Record extracts.
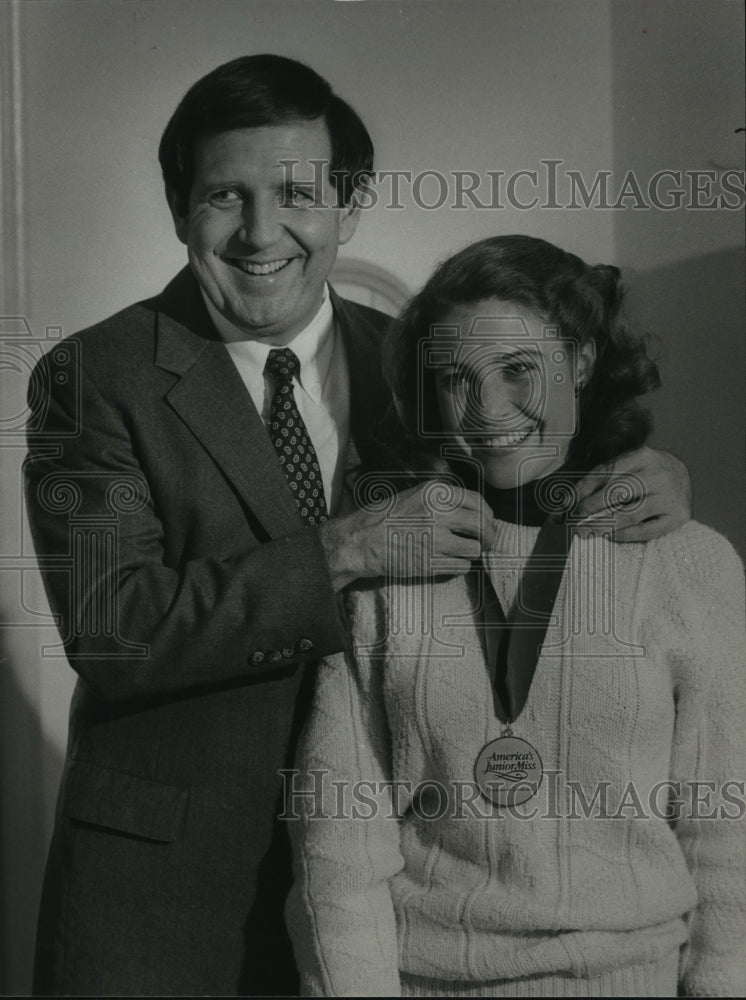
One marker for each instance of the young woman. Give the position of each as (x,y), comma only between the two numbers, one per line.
(528,781)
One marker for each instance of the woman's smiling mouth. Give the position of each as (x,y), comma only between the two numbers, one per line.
(503,440)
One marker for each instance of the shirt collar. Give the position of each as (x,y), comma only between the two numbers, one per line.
(313,345)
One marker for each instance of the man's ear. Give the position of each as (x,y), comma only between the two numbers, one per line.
(361,197)
(586,363)
(181,219)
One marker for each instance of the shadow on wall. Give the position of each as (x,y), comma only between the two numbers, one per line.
(696,307)
(25,757)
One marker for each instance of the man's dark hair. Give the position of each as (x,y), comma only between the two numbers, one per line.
(263,90)
(584,301)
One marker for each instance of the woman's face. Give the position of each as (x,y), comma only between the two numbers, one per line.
(506,388)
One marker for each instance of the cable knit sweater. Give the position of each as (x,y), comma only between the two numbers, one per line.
(640,682)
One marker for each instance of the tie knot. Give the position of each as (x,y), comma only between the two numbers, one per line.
(282,363)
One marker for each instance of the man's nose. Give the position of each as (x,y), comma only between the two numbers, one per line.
(260,223)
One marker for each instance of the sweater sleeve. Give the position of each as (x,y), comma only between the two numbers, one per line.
(346,834)
(702,577)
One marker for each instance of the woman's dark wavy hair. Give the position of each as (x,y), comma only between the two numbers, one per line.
(584,301)
(258,90)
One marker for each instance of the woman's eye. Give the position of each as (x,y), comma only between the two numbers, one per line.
(517,368)
(224,198)
(451,381)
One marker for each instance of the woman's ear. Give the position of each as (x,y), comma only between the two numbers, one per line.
(586,363)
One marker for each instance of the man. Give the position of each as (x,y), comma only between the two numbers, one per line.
(179,485)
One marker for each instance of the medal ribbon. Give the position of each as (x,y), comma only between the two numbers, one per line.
(521,638)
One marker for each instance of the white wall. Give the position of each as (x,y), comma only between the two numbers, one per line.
(459,85)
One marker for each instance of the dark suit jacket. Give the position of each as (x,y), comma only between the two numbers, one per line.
(191,599)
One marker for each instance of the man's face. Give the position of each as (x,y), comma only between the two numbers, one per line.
(262,238)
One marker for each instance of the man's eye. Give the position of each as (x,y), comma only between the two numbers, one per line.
(300,197)
(224,198)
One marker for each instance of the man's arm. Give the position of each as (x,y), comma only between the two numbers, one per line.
(136,621)
(648,493)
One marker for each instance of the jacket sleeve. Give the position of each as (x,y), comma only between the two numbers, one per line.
(346,835)
(704,578)
(134,622)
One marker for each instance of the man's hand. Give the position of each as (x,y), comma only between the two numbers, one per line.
(435,538)
(654,485)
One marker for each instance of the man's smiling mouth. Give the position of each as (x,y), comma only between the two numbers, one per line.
(248,267)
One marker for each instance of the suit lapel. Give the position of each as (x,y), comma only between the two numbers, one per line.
(369,395)
(211,399)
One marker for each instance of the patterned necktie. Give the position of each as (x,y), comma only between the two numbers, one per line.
(290,438)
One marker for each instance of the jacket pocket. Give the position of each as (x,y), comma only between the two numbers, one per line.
(124,802)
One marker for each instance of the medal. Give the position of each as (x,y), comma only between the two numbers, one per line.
(508,770)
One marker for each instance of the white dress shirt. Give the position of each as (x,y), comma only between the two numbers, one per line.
(322,388)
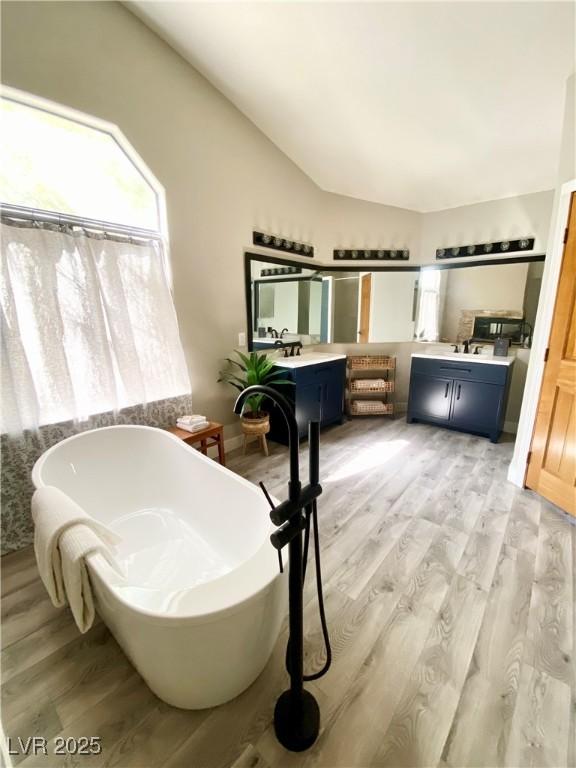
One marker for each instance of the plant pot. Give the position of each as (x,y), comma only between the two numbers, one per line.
(256,425)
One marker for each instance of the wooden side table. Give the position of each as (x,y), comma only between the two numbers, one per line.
(213,434)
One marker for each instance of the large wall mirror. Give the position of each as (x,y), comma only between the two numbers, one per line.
(290,303)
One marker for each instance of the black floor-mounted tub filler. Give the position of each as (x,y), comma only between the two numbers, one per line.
(296,715)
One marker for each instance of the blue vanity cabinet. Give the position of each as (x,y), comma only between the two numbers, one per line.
(317,393)
(469,396)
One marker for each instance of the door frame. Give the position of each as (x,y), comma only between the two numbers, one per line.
(542,329)
(361,305)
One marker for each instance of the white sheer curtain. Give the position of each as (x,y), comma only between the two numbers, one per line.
(429,306)
(88,326)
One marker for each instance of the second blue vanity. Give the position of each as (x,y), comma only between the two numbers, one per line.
(463,392)
(317,391)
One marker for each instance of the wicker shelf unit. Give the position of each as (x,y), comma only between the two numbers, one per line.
(368,395)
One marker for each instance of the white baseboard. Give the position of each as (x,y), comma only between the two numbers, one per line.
(516,473)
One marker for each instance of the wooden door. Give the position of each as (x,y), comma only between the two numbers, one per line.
(365,291)
(552,459)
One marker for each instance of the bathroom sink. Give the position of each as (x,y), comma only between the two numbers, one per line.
(312,358)
(469,358)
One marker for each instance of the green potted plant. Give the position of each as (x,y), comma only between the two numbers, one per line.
(248,370)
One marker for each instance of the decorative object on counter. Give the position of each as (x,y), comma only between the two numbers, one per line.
(382,385)
(501,347)
(280,271)
(398,254)
(482,249)
(210,435)
(249,370)
(282,244)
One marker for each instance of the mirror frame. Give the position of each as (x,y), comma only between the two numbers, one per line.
(317,266)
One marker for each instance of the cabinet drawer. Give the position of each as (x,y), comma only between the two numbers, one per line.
(463,370)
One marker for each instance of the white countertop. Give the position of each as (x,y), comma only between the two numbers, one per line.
(460,357)
(312,358)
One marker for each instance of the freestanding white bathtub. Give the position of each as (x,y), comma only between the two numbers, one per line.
(200,607)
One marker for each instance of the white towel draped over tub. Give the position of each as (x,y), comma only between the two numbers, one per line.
(64,535)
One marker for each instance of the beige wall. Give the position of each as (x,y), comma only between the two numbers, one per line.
(222,176)
(505,219)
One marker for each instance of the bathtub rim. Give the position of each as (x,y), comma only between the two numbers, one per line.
(110,578)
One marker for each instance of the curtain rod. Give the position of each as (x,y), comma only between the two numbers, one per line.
(50,217)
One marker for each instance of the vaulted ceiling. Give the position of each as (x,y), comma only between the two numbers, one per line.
(422,105)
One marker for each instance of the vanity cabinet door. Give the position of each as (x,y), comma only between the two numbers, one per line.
(331,379)
(476,405)
(430,397)
(308,404)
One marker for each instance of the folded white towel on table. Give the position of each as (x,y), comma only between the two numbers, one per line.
(64,535)
(194,418)
(197,427)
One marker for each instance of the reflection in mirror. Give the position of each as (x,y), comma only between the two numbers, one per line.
(373,306)
(286,305)
(479,302)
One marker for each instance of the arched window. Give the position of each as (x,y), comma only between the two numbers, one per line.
(88,322)
(72,164)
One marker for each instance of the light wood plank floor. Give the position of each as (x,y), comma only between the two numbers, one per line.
(450,597)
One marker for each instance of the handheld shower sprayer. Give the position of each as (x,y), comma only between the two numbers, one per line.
(296,715)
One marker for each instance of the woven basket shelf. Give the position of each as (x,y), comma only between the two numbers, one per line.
(371,386)
(370,408)
(371,362)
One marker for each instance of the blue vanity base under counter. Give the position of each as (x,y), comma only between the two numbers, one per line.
(461,394)
(317,392)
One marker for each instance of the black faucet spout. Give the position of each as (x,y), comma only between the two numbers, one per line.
(288,413)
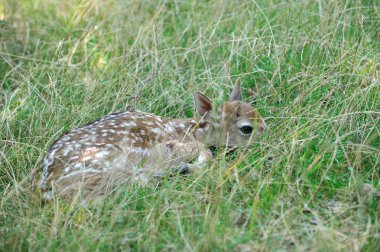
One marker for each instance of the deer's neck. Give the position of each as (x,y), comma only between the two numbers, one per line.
(196,129)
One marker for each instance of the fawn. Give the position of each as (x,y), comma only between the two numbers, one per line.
(134,145)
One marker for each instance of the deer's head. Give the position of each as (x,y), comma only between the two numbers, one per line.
(235,123)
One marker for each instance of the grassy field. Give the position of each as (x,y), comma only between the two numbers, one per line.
(311,68)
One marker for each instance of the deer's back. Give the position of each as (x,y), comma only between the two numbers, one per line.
(116,143)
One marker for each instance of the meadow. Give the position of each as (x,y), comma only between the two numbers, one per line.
(311,68)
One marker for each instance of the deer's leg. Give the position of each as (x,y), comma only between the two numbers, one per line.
(188,157)
(194,155)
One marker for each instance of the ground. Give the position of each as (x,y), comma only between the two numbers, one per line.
(311,68)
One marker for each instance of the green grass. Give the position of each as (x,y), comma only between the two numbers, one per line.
(311,68)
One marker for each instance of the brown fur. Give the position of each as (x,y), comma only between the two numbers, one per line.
(134,145)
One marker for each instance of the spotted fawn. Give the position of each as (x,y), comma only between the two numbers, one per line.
(134,145)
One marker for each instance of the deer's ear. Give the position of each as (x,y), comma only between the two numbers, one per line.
(236,92)
(202,104)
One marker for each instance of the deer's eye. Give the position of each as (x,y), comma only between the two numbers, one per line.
(246,130)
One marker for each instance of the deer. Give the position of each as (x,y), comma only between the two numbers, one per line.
(136,146)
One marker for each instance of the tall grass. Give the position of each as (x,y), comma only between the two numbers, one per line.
(310,67)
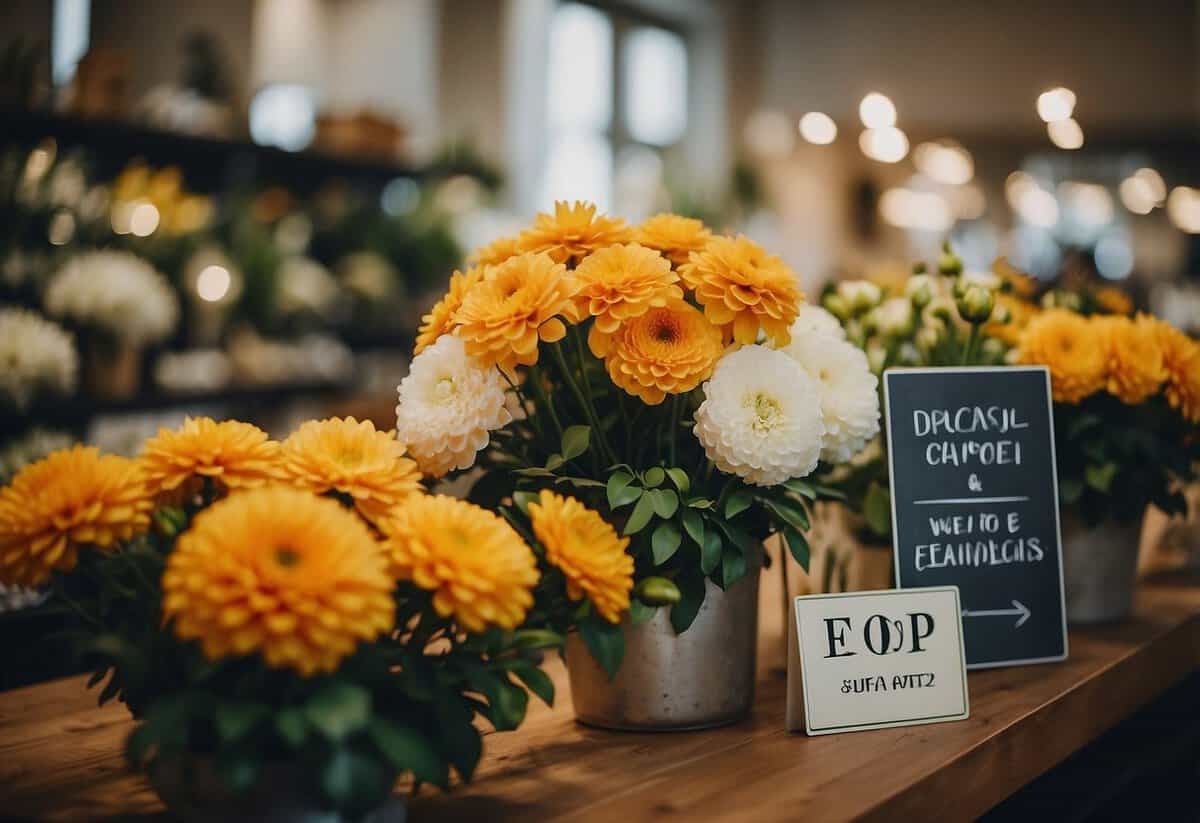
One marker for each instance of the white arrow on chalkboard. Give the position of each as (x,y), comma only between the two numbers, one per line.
(1020,611)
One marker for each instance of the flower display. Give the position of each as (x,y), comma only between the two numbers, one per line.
(229,455)
(478,568)
(587,550)
(72,499)
(759,419)
(115,293)
(36,356)
(439,319)
(666,350)
(849,394)
(353,458)
(282,572)
(676,238)
(743,289)
(516,305)
(449,404)
(618,283)
(573,232)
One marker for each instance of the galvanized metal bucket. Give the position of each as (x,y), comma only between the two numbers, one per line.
(1099,569)
(699,679)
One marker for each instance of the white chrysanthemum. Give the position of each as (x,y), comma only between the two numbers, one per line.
(850,401)
(35,356)
(761,416)
(117,293)
(815,320)
(448,404)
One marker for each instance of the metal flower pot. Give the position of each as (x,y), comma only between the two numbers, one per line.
(699,679)
(1099,569)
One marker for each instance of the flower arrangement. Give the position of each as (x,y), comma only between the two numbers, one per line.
(299,605)
(39,359)
(115,294)
(645,403)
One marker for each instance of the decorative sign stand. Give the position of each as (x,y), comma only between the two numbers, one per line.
(876,659)
(975,503)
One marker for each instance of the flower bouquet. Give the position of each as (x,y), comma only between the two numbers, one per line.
(294,625)
(667,379)
(1127,407)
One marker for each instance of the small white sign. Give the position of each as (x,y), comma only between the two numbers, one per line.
(877,659)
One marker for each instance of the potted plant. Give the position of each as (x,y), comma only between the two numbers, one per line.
(292,625)
(663,377)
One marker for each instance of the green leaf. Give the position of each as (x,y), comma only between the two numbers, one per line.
(711,553)
(339,709)
(694,524)
(292,727)
(665,502)
(877,509)
(640,516)
(575,440)
(1101,476)
(665,541)
(619,490)
(408,750)
(537,682)
(681,480)
(691,589)
(234,720)
(738,502)
(605,641)
(798,545)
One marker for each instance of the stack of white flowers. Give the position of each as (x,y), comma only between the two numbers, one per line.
(36,356)
(115,293)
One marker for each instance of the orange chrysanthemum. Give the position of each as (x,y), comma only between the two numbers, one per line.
(573,232)
(75,498)
(232,454)
(1071,347)
(743,288)
(618,283)
(515,306)
(354,458)
(1181,361)
(281,572)
(664,352)
(1134,356)
(588,552)
(672,235)
(496,252)
(478,568)
(441,318)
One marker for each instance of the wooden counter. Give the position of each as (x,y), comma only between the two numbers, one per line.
(60,756)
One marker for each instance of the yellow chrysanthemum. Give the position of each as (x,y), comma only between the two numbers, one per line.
(672,235)
(1181,361)
(354,458)
(588,552)
(478,568)
(1134,356)
(573,232)
(515,306)
(232,454)
(618,283)
(280,572)
(496,252)
(664,352)
(73,498)
(1071,347)
(441,318)
(743,288)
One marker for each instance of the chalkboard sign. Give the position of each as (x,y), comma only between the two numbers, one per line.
(975,503)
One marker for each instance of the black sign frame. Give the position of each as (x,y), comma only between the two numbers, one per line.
(967,578)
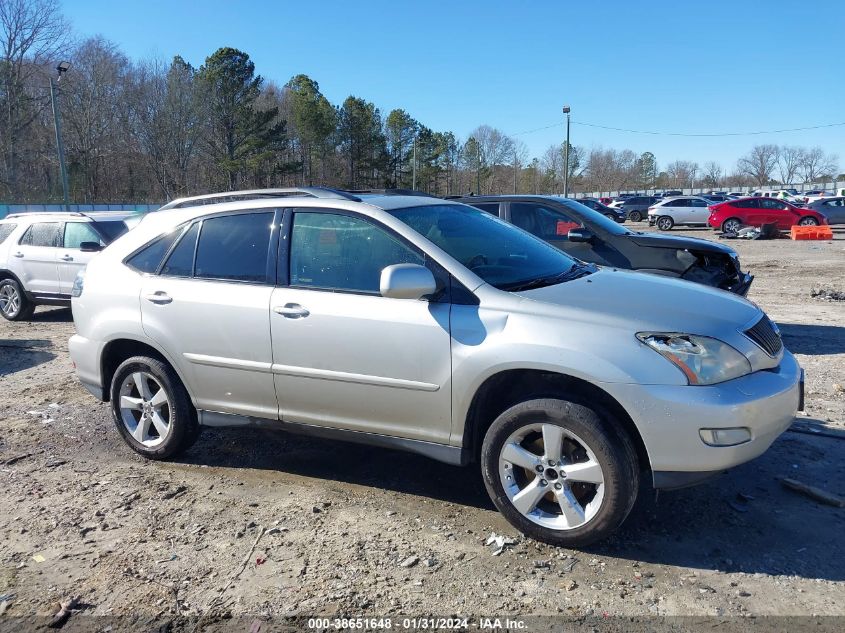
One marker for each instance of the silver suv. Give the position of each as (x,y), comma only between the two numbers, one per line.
(420,324)
(41,254)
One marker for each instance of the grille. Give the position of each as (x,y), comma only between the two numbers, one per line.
(766,335)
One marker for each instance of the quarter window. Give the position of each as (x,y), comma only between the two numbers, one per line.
(78,232)
(43,234)
(234,247)
(339,252)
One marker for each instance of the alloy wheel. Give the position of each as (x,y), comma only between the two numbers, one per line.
(10,300)
(145,408)
(551,476)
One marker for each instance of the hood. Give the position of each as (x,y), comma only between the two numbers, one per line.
(644,302)
(657,240)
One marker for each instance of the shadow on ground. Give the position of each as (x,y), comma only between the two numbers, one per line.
(741,521)
(813,339)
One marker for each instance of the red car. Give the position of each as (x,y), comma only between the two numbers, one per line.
(732,215)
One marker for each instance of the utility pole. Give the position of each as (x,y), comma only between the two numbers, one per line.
(566,109)
(57,122)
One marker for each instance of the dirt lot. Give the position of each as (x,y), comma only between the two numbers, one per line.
(264,523)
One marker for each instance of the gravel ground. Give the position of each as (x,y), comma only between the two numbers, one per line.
(260,523)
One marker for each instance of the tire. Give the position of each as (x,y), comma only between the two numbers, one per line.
(176,428)
(665,223)
(598,441)
(731,225)
(14,304)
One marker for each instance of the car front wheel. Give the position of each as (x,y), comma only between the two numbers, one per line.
(665,223)
(559,472)
(151,408)
(14,306)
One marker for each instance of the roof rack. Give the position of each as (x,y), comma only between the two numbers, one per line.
(23,214)
(257,194)
(392,192)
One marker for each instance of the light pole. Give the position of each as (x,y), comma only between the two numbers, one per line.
(62,68)
(566,155)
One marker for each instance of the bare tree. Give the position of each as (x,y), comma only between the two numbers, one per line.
(32,33)
(759,163)
(789,162)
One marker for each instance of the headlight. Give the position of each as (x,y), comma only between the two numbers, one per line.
(704,360)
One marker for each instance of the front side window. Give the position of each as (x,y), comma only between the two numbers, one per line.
(234,247)
(78,232)
(6,231)
(339,252)
(43,234)
(496,251)
(542,221)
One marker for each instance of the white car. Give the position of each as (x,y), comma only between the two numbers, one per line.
(41,254)
(679,210)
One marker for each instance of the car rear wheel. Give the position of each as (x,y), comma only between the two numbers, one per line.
(731,225)
(151,408)
(559,472)
(665,223)
(14,306)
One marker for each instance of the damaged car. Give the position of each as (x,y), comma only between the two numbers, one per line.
(591,237)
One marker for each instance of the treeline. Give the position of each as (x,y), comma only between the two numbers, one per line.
(152,131)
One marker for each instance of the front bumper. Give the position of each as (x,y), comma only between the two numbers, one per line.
(669,418)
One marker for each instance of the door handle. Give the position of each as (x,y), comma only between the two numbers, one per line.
(291,311)
(158,297)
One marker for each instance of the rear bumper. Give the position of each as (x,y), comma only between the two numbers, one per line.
(670,418)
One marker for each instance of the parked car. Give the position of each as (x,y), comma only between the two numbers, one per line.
(41,253)
(617,215)
(589,236)
(688,210)
(732,216)
(831,208)
(636,208)
(417,323)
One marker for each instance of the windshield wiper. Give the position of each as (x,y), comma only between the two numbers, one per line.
(576,271)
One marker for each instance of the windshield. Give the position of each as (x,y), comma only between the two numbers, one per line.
(593,217)
(500,253)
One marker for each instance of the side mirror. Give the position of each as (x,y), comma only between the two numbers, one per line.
(407,281)
(580,235)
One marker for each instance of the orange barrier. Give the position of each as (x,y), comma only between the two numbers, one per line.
(811,233)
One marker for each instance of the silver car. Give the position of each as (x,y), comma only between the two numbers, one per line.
(420,324)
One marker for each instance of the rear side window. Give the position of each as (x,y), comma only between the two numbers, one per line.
(181,260)
(78,232)
(43,234)
(148,259)
(6,231)
(235,247)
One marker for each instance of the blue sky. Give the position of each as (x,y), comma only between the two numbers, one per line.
(687,67)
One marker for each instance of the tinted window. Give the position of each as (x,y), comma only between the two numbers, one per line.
(491,208)
(6,231)
(493,249)
(148,259)
(78,232)
(544,222)
(235,247)
(111,229)
(43,234)
(181,260)
(340,252)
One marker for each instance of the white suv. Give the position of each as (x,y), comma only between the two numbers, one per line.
(41,254)
(426,325)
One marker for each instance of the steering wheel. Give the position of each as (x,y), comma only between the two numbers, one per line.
(476,261)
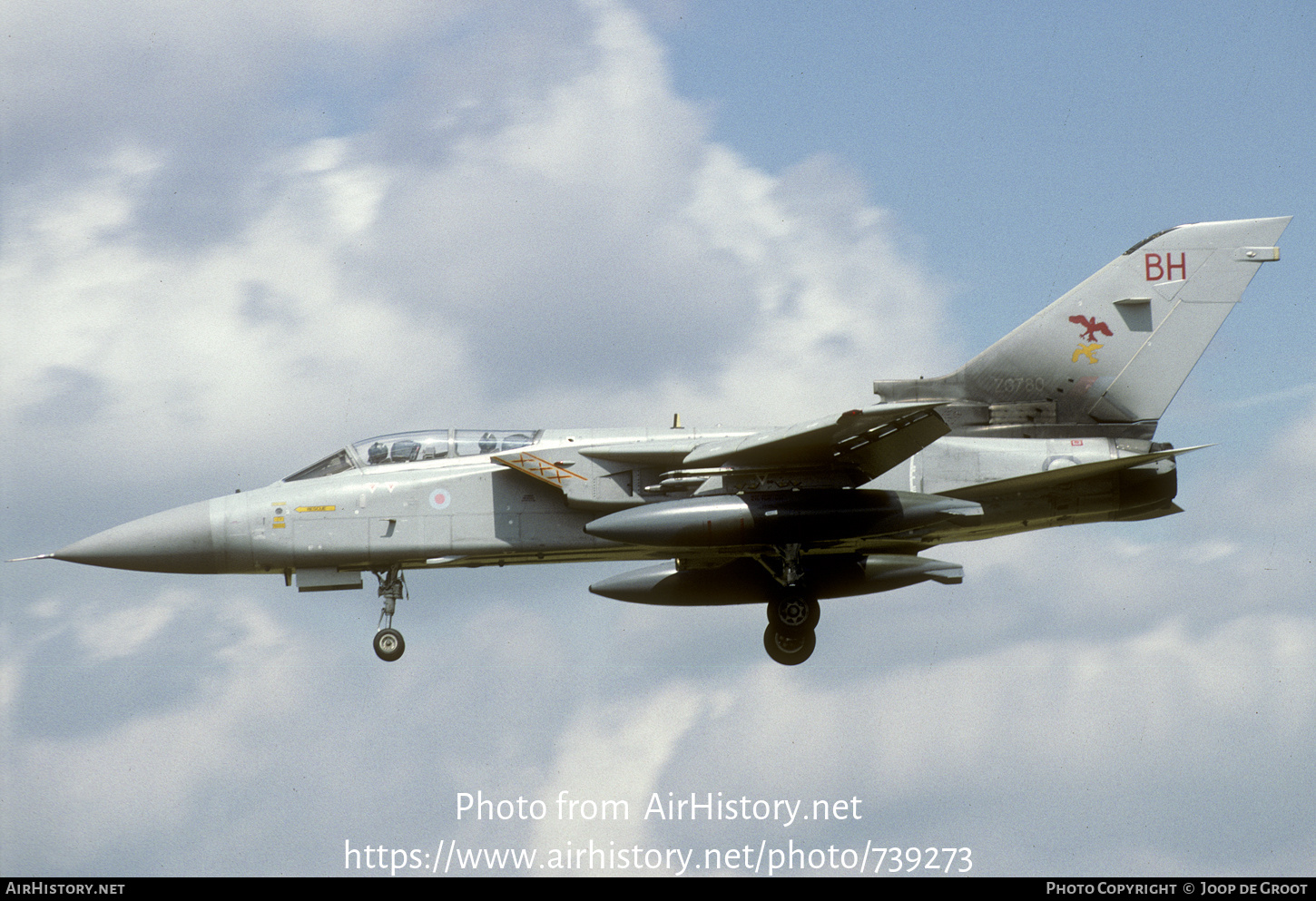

Task instructions.
Pick out every line in the records above that contains the string "suit", and copy each one in full, in the order they appear.

Response to this task.
One marker for each instance of the dark suit jacket. Give the position of each as (x,y), comma only between the two numbers, one per line.
One marker for each instance of the suit lapel. Give the position of each as (x,y), comma only between the two numbers, one per line.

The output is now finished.